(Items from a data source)
-=-=-=-=-

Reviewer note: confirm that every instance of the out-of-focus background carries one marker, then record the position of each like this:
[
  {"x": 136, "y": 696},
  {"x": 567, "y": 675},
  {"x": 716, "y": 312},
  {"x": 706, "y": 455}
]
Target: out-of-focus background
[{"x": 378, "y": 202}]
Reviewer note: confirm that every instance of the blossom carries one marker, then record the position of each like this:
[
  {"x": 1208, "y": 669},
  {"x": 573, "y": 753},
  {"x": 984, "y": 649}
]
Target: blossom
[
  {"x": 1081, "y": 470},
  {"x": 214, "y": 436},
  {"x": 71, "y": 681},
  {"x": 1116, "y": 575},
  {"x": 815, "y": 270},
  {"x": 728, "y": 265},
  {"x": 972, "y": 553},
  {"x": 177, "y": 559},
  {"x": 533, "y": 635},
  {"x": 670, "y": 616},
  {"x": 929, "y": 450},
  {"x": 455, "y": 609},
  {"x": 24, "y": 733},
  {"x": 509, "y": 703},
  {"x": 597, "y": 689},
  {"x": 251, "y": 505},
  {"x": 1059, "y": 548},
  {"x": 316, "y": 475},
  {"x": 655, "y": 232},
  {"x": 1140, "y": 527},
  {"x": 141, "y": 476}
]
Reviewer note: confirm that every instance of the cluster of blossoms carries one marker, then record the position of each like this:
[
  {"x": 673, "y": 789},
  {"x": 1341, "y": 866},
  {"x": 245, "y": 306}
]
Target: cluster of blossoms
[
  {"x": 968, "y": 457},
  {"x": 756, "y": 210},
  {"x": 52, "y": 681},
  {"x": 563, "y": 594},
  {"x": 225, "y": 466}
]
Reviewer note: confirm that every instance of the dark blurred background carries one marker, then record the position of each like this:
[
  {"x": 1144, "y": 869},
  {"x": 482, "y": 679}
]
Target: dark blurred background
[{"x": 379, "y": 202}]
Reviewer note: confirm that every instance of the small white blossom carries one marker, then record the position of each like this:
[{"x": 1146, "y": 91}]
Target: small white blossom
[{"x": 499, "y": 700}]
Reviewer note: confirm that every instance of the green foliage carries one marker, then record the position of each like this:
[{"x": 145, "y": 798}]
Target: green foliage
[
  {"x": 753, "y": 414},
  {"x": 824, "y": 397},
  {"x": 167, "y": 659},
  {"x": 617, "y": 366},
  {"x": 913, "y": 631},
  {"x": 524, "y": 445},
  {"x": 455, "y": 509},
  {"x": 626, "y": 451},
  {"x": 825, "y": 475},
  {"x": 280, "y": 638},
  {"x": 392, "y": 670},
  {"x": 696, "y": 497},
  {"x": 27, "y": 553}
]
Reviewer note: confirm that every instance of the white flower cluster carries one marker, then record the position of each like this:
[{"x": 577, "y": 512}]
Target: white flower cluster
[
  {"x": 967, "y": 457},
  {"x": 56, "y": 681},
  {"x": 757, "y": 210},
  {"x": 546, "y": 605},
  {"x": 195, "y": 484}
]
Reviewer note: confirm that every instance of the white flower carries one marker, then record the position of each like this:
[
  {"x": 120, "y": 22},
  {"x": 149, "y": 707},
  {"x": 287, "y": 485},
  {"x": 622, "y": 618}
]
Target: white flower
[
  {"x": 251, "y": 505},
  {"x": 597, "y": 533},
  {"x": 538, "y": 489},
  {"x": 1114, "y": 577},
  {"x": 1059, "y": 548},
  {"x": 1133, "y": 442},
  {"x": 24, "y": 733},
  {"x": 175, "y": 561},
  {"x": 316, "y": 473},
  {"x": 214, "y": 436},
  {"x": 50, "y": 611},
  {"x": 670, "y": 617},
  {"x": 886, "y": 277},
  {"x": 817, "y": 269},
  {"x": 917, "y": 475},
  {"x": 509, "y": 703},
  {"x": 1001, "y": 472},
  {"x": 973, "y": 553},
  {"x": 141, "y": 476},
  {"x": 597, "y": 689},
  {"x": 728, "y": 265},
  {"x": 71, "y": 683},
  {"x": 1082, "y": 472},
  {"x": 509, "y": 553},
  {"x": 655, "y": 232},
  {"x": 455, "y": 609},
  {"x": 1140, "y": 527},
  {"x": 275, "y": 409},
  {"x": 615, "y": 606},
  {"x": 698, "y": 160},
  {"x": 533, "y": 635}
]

-=-=-=-=-

Print the line containing "flower cluster carries" and every line after it to the end of the records above, exactly as written, and nothing else.

Response for this exercise:
Reviewer note: confirm that every instance of the white flower cluster carries one marker, then record the position of each like this:
[{"x": 577, "y": 512}]
Target: white flower cluster
[
  {"x": 967, "y": 457},
  {"x": 56, "y": 681},
  {"x": 757, "y": 210},
  {"x": 546, "y": 605},
  {"x": 195, "y": 484}
]
Reviewer note: confirm that every instance of the white flower carries one marker, then record the position of each like this:
[
  {"x": 120, "y": 22},
  {"x": 149, "y": 707},
  {"x": 287, "y": 485},
  {"x": 622, "y": 618}
]
Target: white flower
[
  {"x": 251, "y": 505},
  {"x": 597, "y": 533},
  {"x": 538, "y": 489},
  {"x": 1114, "y": 577},
  {"x": 1059, "y": 548},
  {"x": 1133, "y": 442},
  {"x": 24, "y": 733},
  {"x": 175, "y": 561},
  {"x": 316, "y": 473},
  {"x": 214, "y": 436},
  {"x": 50, "y": 611},
  {"x": 670, "y": 617},
  {"x": 886, "y": 277},
  {"x": 817, "y": 269},
  {"x": 917, "y": 475},
  {"x": 509, "y": 703},
  {"x": 1001, "y": 472},
  {"x": 973, "y": 553},
  {"x": 141, "y": 476},
  {"x": 597, "y": 689},
  {"x": 728, "y": 265},
  {"x": 71, "y": 683},
  {"x": 1082, "y": 472},
  {"x": 509, "y": 553},
  {"x": 655, "y": 232},
  {"x": 455, "y": 609},
  {"x": 1140, "y": 527},
  {"x": 275, "y": 409},
  {"x": 615, "y": 606},
  {"x": 698, "y": 160},
  {"x": 533, "y": 635}
]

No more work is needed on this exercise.